Therefore, if holiness imparted by the parent to the children, makes them members of the church, the holiness imparted by one parent to the other, makes him or her, a member of the church.

This will not be maintained. For it would be absurd to imagine, that an infidel adult, living in open hostility to the church of God, should be reckoned among its members merely in virtue of union to a believing husband or wife. Well then, if the “sanctification,” which an unbelieving wife derives from her believing husband, does not make her a member of the church, the “holiness” which children derive from a believing parent, cannot make them members of the church.”

The objection is shrewd: but, like many other shrewd things, more calculated to embarrass an inquirer, than to assist him. Our answer is short. First, It makes the apostle talk nonsense. The amount of it when stripped of its speciousness and tried by the standard of common sense, being neither more nor less than this, that all his discourse about the sanctification of husband and wife, and the holiness of their children, means—just nothing at all.

For if it be not an internal holiness, which we do not affirm; nor an external relative holiness, which the objection denies; then a person is said by the apostle to be holy, whose holiness is neither within him nor without him; neither in soul, nor spirit, nor body, nor state, nor condition, nor anything else: which, in our apprehension, is as genuine nonsense as can well be uttered.

If those who differ from us feel themselves wronged, we beg them to show in what the holiness mentioned by the apostle consists.

Secondly. The objection takes for granted, that the sanctification of the husband by his wife, or of the wife by her husband, is precisely of the same extent, and produces on its subject the same effect, as the holiness which children inherit from a believing parent. This is certainly erroneous. (1.) The covenant of God never founded the privilege of membership in his church upon the mere fact of intermarriage with his people: but it did expressly found that privilege upon the fact of being born of them. (2.) By a positive precept, adults were not to be admitted into the church without a profession of their faith. This is a special statute, limiting, in the case of adults, the general doctrine of membership. Consequently, the doctrine of Paul must be explained by the restriction of that statute.

**EXERCISES TO COMPLETE**:
[1] In the passage on holiness and church membership, list each term in the series that begins "neither in soul" and ends before "nor anything else."
[2] Continue the passage on holiness and church membership, picking up after its final sentence.
The records aren't needed for what follows.

**EXTRACTED ENTRIES**:
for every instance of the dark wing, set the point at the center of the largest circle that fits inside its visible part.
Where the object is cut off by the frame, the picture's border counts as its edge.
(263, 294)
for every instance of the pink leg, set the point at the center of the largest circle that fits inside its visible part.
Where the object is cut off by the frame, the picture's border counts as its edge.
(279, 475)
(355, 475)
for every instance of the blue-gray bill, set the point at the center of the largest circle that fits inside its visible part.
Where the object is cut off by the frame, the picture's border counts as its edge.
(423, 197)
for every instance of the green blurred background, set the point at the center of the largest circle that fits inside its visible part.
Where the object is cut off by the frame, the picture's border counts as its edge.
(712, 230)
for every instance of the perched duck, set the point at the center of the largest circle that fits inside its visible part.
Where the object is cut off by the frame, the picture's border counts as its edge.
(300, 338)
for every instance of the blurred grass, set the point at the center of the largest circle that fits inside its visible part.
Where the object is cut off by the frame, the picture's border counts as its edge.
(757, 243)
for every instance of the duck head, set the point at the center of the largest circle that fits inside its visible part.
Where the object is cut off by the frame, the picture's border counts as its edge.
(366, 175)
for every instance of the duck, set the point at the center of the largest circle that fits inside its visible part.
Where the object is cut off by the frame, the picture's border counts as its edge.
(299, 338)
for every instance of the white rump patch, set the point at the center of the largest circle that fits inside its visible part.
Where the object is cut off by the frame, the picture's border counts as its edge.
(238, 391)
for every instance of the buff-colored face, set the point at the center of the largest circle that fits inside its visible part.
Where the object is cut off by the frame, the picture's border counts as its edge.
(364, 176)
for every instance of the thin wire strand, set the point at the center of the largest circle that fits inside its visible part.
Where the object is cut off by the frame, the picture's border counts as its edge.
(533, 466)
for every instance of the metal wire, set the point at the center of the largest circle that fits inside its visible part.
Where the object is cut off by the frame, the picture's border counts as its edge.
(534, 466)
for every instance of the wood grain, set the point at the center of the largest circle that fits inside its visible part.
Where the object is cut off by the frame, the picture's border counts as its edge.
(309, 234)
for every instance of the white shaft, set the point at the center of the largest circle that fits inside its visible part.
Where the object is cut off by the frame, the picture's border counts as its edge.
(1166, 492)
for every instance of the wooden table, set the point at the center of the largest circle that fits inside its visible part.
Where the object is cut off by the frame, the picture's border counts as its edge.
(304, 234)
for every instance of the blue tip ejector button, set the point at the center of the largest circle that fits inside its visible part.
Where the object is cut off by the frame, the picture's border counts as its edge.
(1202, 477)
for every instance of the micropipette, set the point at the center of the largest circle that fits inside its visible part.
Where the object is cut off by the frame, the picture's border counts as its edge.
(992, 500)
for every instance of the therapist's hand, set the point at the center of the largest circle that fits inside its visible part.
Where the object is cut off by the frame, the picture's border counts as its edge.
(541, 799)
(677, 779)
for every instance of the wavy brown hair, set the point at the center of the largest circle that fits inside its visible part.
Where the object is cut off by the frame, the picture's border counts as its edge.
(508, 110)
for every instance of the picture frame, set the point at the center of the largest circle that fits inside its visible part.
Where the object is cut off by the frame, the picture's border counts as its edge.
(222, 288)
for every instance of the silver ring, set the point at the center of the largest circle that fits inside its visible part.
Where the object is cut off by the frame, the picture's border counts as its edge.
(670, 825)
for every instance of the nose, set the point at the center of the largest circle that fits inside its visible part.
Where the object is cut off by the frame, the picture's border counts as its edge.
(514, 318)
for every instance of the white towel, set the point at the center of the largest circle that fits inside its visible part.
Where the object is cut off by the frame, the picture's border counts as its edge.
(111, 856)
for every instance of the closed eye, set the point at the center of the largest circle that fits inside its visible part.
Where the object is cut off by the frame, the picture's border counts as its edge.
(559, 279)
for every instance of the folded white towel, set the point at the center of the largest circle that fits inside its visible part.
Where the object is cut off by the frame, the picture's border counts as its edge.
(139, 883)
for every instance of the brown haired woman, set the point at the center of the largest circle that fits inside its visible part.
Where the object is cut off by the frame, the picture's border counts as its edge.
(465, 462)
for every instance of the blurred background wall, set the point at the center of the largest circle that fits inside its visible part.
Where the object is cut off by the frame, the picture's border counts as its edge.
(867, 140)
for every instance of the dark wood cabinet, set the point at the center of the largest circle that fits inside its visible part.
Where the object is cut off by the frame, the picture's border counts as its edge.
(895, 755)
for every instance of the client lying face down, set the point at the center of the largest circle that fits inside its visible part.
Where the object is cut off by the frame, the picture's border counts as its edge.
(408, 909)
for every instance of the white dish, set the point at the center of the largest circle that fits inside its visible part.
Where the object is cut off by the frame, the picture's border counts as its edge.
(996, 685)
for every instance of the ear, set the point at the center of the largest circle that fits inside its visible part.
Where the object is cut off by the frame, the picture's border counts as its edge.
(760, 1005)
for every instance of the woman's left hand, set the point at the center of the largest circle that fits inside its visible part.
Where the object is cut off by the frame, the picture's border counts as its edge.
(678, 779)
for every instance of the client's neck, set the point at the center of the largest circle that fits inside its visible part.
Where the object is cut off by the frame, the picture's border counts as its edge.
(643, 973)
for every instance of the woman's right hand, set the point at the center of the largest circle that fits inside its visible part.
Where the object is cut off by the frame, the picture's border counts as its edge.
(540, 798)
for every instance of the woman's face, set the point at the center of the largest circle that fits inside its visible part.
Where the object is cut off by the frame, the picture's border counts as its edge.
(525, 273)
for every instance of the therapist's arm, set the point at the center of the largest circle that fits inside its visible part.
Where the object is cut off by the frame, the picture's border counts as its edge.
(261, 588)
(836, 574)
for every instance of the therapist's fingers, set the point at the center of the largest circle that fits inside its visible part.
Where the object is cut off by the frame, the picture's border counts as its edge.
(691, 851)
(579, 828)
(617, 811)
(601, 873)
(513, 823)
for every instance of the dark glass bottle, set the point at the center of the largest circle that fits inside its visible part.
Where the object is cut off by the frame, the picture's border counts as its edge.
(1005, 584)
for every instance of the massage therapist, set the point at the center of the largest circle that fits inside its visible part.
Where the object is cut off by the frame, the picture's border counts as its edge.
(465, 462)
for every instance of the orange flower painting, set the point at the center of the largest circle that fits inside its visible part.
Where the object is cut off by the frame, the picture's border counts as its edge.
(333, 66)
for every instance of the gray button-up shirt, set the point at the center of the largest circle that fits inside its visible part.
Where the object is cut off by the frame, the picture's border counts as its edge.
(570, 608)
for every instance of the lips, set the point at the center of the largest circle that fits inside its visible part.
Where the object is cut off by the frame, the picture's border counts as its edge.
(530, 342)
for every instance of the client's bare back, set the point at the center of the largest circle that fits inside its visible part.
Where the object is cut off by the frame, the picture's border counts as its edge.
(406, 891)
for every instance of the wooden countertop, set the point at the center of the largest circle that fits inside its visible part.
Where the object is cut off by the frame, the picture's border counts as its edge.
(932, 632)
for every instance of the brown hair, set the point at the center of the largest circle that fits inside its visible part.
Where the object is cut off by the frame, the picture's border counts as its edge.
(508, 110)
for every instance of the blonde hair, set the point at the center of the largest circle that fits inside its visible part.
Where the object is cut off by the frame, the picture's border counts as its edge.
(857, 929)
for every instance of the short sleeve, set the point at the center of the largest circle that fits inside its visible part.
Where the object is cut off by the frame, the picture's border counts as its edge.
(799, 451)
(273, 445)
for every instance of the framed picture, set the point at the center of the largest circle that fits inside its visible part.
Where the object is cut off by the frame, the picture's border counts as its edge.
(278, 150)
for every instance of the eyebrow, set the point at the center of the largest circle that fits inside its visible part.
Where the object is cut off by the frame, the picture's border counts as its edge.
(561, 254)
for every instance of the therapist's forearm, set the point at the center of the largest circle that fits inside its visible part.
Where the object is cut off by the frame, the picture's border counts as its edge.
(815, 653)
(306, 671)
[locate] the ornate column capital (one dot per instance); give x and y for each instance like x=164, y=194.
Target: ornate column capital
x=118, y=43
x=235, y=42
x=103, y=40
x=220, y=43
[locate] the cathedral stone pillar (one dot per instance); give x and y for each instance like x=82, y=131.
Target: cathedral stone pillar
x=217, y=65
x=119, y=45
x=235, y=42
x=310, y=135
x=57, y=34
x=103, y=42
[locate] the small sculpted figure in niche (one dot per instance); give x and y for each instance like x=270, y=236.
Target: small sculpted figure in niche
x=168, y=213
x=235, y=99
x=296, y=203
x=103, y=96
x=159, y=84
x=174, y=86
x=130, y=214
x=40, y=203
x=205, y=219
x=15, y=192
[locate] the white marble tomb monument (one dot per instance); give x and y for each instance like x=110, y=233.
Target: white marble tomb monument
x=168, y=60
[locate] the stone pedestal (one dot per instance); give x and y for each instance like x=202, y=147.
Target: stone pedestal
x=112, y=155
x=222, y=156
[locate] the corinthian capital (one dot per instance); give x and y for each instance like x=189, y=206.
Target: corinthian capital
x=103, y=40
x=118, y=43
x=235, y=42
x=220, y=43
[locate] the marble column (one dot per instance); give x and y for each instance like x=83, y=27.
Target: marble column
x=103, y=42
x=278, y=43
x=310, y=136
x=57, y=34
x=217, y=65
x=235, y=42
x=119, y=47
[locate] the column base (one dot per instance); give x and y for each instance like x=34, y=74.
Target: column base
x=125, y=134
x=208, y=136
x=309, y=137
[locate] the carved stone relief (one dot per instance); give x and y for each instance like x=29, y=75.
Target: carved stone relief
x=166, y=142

**ANSWERS TO THE EXERCISES**:
[1] soul, spirit, body, state, condition

[2]
“Sanctify” her unbelieving husband the believing wife does; and so does the believing husband his unbelieving wife; i.e. to a certain length; but not so far as to render the partner thus sanctified, a member of the church—The former cannot be doubted, for the apostle peremptorily asserts it—The latter cannot be admitted; for it would contravene the statute already quoted. The membership of infants does not contravene it. And, therefore, although the holiness which the apostle ascribes to infants involves their membership; it does not follow that the sanctifying influence over an unbelieving husband or wife, which he ascribes to the believing wife or husband, involves the church membership of the party thus sanctified.

(3.) The very words of the text lead to the same conclusion. They teach us, in the plainest manner, that this sanctification regards the unbelieving parent not for his own sake, but as a medium affecting the transmission of covenant privilege to the children of a believer. A simple, and we think, satisfactory account of the matter, is this: Among the early conversions to Christianity, it often happened, that the gospel was believed by a woman, and rejected by her husband; or believed by a man, and rejected by his wife. One of the invariable effects of Christianity being a tender concern in parents for the welfare of their offspring; a question was naturally suggested by such a disparity of religious condition, as to the light in which the children were to be viewed. Considering the one parent, they were to be accounted “holy;” but considering the other, they were to be accounted “unclean.” Did the character of the former place them within the church of God; or the character of the latter without it? or did they belong partly to the church and partly to the world, but wholly to neither ? The difficulty was a real one; and calculated to excite much distress in the minds of parents who, like the primitive Christians, did not treat the relation of their little ones to the church of God, as a slight and uninteresting affair.

Paul obviates it by telling his Corinthian friends, that in this case where the argument for the children appears to be perfectly balanced by the argument against them, God has graciously inclined the scale in favour of his people: so that for the purpose of conveying to their infants the privilege of being within his covenant and church, the unbelieving husband is sanctified by the wife, and the unbelieving wife by the husband. If it were not so, it must be the reverse; because it is impossible that a child should be born in two contrary moral states: then, the believing husband being rendered “unclean” by his wife; and the believing wife “unclean” by her husband, their children would also be “unclean,” i.e. would be born, not in a state of separation to God; but in a state of separation from him; like those who are without the bond of his covenant, and, not being appropriated to him, are “common” or “unclean.”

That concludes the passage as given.